:: Passage to read ::
Humans are increasing carbon dioxide levels ten thousand times faster than they changed over the last 65 million years.  Our globe is warming; all climatologists agree.  At what point will it be too late to turn this around?  Indeed, can we turn this around?  And if we do, will some of the ice return?  No one knows.  Nothing like this has occurred before in human history.  All this melting ice causes sea rise.  At the current rate a one meter sea rise by the end of this century is plausible.  Many of the world’s largest cities already have a sea level problem e.g.Bangkok.  Furthermore, the water supply for much of southern and southeast Asia depends on water from rivers and glaciers in the Himalayas.  The world’s largest supply of fresh water depends on this system.  Are we ready for a hotter, drier earth?

Apocalyptic Planet-Part Two: Hadley Cells, Weather and Drought


Hadley cells, the wind systems in each hemisphere , form patterns of atmospheric circulation in which warm air rises near the equator, cools as it travels poleward at high altitudes, sinks as cold air, and then warms as it travels back to the equator.  They are named after George Hadley, an English scientific writer.  Tropical regions receive more heat from solar radiation than they radiate back to space and such areas have constant temperatures.  More simply, warm air rises (heat rises) and then flows poleward at high altitudes, cools, drops, and flows back toward the equator at lower altitudes.   Then the process repeats itself.  When the air rises and leaves these tropical areas, it loses moisture as it heads to subtropical areas.  The majority of the worlds large deserts lay in these subtropical areas.

:: Extracted data ::
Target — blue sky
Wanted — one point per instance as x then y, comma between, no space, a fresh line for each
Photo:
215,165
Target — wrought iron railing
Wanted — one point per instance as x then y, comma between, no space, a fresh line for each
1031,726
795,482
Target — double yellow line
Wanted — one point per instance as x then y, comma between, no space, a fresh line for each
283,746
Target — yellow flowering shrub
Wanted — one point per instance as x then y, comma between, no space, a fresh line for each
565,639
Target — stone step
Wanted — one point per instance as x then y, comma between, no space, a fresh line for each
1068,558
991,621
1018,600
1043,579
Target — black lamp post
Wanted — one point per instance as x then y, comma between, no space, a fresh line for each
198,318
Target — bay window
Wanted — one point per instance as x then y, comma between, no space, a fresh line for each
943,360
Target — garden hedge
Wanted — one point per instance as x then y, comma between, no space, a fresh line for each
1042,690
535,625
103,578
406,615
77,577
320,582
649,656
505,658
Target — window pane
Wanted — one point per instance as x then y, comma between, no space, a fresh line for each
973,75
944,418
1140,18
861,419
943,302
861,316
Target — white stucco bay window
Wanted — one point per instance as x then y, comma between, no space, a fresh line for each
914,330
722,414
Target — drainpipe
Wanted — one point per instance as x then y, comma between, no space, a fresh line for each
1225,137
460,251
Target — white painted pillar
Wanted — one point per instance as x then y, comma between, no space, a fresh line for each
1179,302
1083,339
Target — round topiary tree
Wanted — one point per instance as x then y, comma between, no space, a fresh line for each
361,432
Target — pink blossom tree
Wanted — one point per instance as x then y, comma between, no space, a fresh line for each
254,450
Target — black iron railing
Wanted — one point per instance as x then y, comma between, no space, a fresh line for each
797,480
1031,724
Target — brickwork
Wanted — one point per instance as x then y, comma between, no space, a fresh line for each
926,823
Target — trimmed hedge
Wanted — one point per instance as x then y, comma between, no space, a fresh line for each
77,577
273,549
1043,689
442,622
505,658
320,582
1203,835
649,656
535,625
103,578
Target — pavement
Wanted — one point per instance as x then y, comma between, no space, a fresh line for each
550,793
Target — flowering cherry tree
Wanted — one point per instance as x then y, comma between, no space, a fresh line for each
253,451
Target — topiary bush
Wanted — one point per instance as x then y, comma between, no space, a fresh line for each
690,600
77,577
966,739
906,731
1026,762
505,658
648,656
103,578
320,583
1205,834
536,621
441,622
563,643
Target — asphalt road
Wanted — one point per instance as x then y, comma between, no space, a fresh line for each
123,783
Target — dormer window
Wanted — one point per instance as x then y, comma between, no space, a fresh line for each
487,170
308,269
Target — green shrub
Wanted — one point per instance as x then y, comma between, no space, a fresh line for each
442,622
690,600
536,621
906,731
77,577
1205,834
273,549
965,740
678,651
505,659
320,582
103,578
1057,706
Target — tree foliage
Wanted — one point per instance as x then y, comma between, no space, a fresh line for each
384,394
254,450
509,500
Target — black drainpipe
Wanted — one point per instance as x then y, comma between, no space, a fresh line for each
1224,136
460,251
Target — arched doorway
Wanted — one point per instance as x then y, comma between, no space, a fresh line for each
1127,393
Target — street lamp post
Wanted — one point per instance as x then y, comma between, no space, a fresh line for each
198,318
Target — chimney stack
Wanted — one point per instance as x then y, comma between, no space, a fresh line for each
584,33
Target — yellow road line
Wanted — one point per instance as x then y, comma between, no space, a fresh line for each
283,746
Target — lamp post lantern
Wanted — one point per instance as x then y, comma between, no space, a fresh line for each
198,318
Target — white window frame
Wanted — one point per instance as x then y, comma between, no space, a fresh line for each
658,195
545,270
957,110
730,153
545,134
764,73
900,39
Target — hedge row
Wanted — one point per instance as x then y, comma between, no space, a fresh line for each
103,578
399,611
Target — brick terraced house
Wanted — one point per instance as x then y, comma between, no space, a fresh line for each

:: Your tasks ::
1. For each statement below, answer yes or no according to the climate passage, and quote the words of the passage that decide it.
(a) The climate passage says Hadley cells are named after an English scientific writer.
(b) The climate passage says a two meter sea rise by the end of this century is plausible.
(c) The climate passage says most of the world's large deserts lie in subtropical areas.
2. Go on with the climate passage, picking up after its final sentence.

:: Your responses ::
1.
(a) Yes: "They are named after George Hadley, an English scientific writer."
(b) No: "At the current rate a one meter sea rise by the end of this century is plausible."
(c) Yes: "The majority of the worlds large deserts lay in these subtropical areas."

2.
Hadley cells are expanding.  Precipitation has declined in tropical areas since 1970.  As I mentioned in yesterday’s post, Southern Asia, the Sahel, Southern Africa, the Mediterranean, and the US Southwest are getting drier and drier.  Even wetter areas now experience long dry spells between extreme events of rain and snow.  Examples in the US include the cold and snowfalls in the Midwest and Eastern Seaboard this past winter.  Texas and New Mexico continue to experience a prolonged drought.  In the next thirty years scientists predict a 30 per cent decline in water resources.

In some places both governments and individuals create innovative and sometimes simple measures to counteract desertification.  In India near the Thar Desert, the government mandated the dispersal of grass seed to hold the ground.  Studies indicate that the grass seed grew better when planted by hand than when dispersed from airplanes.  Also in India orans, small sacred groves, have helped preserve shrubs and grasses and even trees, a genetic bank that would otherwise have been lost.  Childs describes how his friends who live on the outskirts of Tuscon have coaxed their water table fifteen feet higher, using ordinary shovels and hard work.  They built contour traps and “massaged” the ground.  Hardly worth noticing except when it rained, the rain sank into underground catches.  Their properties now look like small areas of refuge in the vast desert.  In some areas of the Sahel people have been able to plant and nurture trees in such a way that areas of green exist where they had disappeared.

Archeologists and geologists know that periods of drought occurred repeatedly for millions of years.  For humans and the animals we know, drought has never been easy.  Large areas of civilization cannot exist without water.  We can affect our future in positive ways and prepare ourselves if we choose.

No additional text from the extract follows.